##### DADOS

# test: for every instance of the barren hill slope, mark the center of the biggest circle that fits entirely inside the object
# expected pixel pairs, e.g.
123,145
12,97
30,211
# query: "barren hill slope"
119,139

##########

» O QUE FAZER
Troque "barren hill slope" por "rocky hill slope" em todos os registros e reescreva as linhas sem alterar mais nada.

» RESULTADO FINAL
# test: for every instance of the rocky hill slope, mark the center of the biggest circle that fits entirely inside the object
# expected pixel pairs, e.g.
123,145
12,97
30,211
# query: "rocky hill slope"
119,139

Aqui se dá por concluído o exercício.